Point localization data:
>>>>
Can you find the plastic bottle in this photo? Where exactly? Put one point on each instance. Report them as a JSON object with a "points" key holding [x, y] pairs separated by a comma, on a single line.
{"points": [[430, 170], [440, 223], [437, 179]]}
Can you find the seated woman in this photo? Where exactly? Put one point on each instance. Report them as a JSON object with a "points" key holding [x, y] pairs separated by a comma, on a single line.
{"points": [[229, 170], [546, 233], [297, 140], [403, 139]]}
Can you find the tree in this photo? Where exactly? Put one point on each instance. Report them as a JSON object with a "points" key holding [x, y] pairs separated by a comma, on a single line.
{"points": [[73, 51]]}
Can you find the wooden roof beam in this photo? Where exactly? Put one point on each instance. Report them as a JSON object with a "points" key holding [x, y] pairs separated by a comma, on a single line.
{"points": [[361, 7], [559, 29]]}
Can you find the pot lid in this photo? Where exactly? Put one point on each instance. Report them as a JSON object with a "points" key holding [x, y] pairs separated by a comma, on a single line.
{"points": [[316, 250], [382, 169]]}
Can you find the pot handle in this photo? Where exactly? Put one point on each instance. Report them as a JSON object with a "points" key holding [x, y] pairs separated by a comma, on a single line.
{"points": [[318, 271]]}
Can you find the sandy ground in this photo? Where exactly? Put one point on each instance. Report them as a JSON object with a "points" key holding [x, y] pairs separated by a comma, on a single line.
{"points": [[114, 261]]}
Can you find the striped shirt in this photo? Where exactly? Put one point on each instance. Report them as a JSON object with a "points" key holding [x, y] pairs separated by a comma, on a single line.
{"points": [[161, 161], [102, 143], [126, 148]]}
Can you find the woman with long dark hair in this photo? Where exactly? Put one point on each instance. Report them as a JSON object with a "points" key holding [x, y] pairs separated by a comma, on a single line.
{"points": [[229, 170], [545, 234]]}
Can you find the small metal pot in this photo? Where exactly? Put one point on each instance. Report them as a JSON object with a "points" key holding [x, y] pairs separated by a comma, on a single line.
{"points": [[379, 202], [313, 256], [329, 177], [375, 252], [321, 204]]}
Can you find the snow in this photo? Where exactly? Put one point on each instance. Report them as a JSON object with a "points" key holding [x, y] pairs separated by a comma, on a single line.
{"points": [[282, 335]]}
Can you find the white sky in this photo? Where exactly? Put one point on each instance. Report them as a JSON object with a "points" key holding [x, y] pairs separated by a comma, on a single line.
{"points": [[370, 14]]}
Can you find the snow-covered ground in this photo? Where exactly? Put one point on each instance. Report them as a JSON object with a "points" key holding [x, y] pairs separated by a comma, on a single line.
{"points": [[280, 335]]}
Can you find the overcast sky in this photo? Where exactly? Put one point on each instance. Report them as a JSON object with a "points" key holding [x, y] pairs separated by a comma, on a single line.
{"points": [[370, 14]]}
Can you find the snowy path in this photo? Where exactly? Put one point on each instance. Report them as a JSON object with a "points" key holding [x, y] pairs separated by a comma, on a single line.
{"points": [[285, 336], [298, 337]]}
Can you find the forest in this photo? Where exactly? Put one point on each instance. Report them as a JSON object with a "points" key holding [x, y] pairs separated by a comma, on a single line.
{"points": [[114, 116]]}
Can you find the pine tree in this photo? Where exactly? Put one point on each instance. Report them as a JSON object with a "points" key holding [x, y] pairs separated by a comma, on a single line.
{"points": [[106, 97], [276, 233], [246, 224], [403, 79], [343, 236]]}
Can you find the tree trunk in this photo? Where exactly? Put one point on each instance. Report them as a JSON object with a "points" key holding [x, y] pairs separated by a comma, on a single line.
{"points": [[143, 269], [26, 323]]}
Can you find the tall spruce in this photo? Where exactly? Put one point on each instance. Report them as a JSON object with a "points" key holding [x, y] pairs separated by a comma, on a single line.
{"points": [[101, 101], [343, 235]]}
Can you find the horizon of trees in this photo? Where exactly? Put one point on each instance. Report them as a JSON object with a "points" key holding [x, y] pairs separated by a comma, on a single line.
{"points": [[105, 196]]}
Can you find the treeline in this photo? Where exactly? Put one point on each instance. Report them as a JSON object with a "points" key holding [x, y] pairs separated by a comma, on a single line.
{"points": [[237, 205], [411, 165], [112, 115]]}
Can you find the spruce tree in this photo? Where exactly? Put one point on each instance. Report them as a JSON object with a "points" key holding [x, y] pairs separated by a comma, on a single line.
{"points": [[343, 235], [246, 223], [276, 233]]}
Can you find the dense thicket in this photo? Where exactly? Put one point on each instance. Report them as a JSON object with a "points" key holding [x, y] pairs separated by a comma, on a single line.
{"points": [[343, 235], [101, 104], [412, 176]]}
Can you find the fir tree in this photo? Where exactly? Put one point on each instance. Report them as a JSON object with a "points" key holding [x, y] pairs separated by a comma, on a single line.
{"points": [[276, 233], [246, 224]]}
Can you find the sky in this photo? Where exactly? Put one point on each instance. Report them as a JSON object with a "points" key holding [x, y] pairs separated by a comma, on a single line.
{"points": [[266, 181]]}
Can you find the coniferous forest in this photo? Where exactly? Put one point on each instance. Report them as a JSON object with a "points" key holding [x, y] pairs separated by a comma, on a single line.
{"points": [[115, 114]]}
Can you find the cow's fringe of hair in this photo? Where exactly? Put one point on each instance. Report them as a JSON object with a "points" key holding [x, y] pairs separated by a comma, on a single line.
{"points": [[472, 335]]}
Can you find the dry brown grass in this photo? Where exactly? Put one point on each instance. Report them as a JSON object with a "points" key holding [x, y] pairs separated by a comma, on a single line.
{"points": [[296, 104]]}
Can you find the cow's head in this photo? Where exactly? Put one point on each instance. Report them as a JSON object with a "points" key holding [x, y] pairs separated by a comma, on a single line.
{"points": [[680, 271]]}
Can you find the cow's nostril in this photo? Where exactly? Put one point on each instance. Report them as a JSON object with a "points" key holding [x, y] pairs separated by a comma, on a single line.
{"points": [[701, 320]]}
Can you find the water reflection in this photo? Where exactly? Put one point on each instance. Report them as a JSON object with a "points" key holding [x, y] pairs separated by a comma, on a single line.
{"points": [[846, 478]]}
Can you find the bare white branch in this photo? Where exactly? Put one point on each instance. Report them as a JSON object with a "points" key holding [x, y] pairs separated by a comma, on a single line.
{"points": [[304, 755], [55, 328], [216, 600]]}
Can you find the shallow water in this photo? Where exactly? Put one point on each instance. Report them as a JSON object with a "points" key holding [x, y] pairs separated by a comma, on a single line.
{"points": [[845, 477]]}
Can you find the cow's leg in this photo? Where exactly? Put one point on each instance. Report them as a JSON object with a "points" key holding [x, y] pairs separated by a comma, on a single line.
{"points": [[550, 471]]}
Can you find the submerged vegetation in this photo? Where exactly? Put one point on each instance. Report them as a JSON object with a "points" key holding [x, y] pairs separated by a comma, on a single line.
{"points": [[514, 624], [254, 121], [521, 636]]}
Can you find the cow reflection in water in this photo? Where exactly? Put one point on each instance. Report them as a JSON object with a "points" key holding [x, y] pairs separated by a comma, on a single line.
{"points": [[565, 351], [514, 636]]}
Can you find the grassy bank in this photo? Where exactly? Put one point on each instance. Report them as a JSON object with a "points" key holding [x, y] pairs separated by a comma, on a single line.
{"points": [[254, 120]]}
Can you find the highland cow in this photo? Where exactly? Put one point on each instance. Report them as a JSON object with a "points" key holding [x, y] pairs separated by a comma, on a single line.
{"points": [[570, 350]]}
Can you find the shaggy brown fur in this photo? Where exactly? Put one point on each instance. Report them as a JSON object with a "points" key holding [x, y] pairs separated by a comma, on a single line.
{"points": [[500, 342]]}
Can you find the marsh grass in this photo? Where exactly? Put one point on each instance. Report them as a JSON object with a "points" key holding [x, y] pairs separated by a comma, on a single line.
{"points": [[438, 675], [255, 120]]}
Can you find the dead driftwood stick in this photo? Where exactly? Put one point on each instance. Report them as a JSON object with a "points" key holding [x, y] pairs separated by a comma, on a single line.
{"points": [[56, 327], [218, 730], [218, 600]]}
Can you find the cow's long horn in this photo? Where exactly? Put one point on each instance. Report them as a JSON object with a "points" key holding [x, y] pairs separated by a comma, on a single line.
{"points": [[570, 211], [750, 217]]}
<<<<
- [Work item]:
All that is needed is the line containing "Can you find the cow's long" and each line after it to the end of the data above, set down exactly.

- [Exercise output]:
Can you find the cow's long horn in this photo? Where exactly? Put one point on each instance. Report them as a JSON object with a "points" key holding [x, y] pairs separated by a comma, on a single line.
{"points": [[570, 211], [750, 217]]}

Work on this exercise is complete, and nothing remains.